## ACTIVITY
Repeat the listing below verbatim, without its images.

___ DATA SUPPLIED ___

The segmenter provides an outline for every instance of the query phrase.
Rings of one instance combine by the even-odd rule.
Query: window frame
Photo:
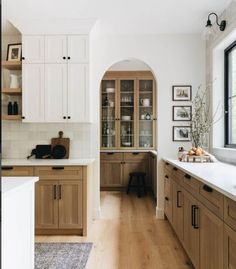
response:
[[[229,54],[236,48],[236,41],[224,51],[224,144],[226,148],[236,148],[236,144],[229,143]]]

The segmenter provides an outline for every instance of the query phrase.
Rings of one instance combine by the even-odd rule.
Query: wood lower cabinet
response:
[[[20,176],[33,176],[34,168],[28,166],[3,166],[3,177],[20,177]]]
[[[224,269],[236,268],[236,231],[224,225]]]
[[[102,187],[122,187],[122,162],[101,161],[100,178]]]
[[[41,180],[35,188],[35,228],[58,228],[58,181]]]
[[[173,188],[173,183],[172,183],[172,178],[170,176],[170,173],[167,169],[165,169],[164,172],[164,195],[165,195],[165,200],[164,200],[164,211],[165,211],[165,215],[168,218],[168,220],[170,221],[170,223],[172,223],[172,206],[173,206],[173,202],[172,202],[172,188]]]

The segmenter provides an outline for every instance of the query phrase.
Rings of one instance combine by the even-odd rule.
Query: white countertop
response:
[[[87,166],[94,159],[3,159],[2,166]]]
[[[111,150],[111,149],[102,149],[100,150],[101,153],[106,153],[106,152],[115,152],[115,153],[119,153],[119,152],[150,152],[154,155],[157,156],[157,150],[154,150],[154,149],[114,149],[114,150]]]
[[[236,166],[222,162],[187,163],[168,158],[163,160],[236,201]]]
[[[38,180],[38,177],[2,177],[2,193],[7,195]]]

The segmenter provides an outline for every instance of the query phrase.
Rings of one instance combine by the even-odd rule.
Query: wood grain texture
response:
[[[6,166],[7,168],[8,166]],[[34,168],[29,166],[13,166],[11,170],[2,168],[3,177],[34,176]]]
[[[151,197],[101,192],[101,219],[87,237],[37,236],[37,242],[93,242],[86,269],[190,269],[168,221],[155,218]]]
[[[224,197],[224,221],[236,231],[236,202]]]
[[[224,269],[236,268],[236,232],[224,225]]]
[[[51,148],[53,149],[56,145],[64,146],[66,149],[66,155],[63,159],[68,159],[70,153],[70,138],[64,138],[62,135],[59,134],[59,137],[51,139]]]

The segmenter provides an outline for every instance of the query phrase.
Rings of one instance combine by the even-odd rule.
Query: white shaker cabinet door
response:
[[[45,63],[67,62],[67,37],[45,36]]]
[[[45,121],[67,121],[67,64],[45,64]]]
[[[88,62],[88,36],[68,36],[68,63]]]
[[[22,66],[22,120],[44,121],[44,65]]]
[[[68,121],[89,122],[88,65],[68,64]]]
[[[44,62],[44,36],[22,37],[22,60],[24,63]]]

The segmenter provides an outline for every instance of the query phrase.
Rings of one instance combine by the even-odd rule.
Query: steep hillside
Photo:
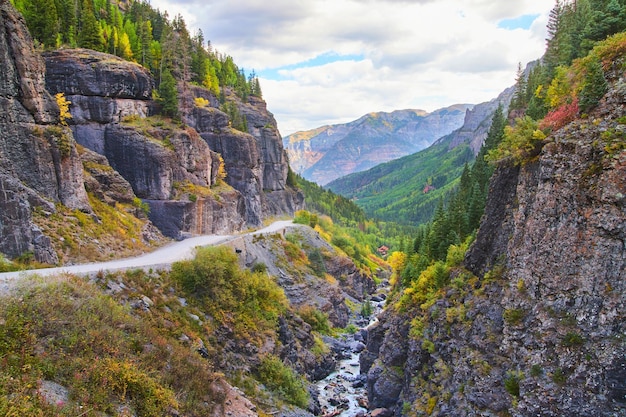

___

## PROBLEM SOLUTION
The segmenter provides an outline for every instance of the query phrase.
Rings of one instance combine by the even-odd rule.
Query: window frame
Photo:
response:
[[[229,54],[236,48],[236,41],[224,51],[224,144],[226,148],[236,148],[236,144],[229,143]]]

The segmenter provides an outline for every instance of the query phrase.
Rings of one instance combine by the even-odd rule.
Query: wood lower cabinet
response:
[[[20,176],[33,176],[34,168],[28,166],[3,166],[3,177],[20,177]]]
[[[224,269],[236,268],[236,231],[224,225]]]
[[[102,187],[122,187],[122,162],[101,161],[100,178]]]
[[[41,180],[35,188],[35,228],[58,228],[58,181]]]
[[[173,188],[173,183],[172,183],[172,178],[170,176],[170,173],[167,169],[165,169],[164,172],[164,195],[165,195],[165,200],[164,200],[164,211],[165,211],[165,215],[168,218],[168,220],[170,221],[170,223],[172,223],[172,206],[173,206],[173,202],[172,202],[172,188]]]

The segmenter provides an outline for every instance of the query phrase.
Rings of one instance combine by the even-odd rule.
Query: white countertop
response:
[[[87,166],[94,159],[3,159],[2,166]]]
[[[111,150],[111,149],[102,149],[100,150],[101,153],[106,153],[106,152],[115,152],[115,153],[119,153],[119,152],[150,152],[154,155],[157,156],[157,150],[154,150],[154,149],[114,149],[114,150]]]
[[[236,166],[222,162],[187,163],[168,158],[163,160],[236,201]]]
[[[38,180],[38,177],[2,177],[2,193],[7,195]]]

The segmenter provides an outline for every instance of the query phrase.
Rings of one instance combine by the even-odd rule.
Query: wood grain texture
response:
[[[6,166],[7,168],[8,166]],[[34,168],[29,166],[13,166],[11,170],[2,168],[3,177],[34,176]]]
[[[151,197],[101,192],[101,219],[87,237],[37,236],[37,242],[93,242],[86,269],[190,269],[168,221],[155,218]]]
[[[224,197],[224,221],[236,231],[236,202]]]
[[[224,269],[236,268],[236,232],[224,225]]]
[[[51,148],[53,149],[56,145],[64,146],[66,149],[66,155],[63,159],[68,159],[70,153],[70,138],[64,138],[62,135],[59,134],[59,137],[51,139]]]

The segmenter provides an outline for every instance of the query phrase.
Rings of one instance combine by the even-odd rule.
Query: white shaker cabinet door
response:
[[[45,63],[67,62],[67,37],[45,36]]]
[[[45,121],[67,121],[67,64],[45,64]]]
[[[88,62],[88,36],[68,36],[68,63]]]
[[[22,66],[22,120],[44,121],[44,65]]]
[[[68,121],[89,122],[88,65],[68,64]]]
[[[44,62],[44,36],[22,37],[22,60],[24,63]]]

The segmenter provides an outline for every instance of the query phrase.
Rings of one instance combine by the even-odd rule.
Query: steep hillside
Photo:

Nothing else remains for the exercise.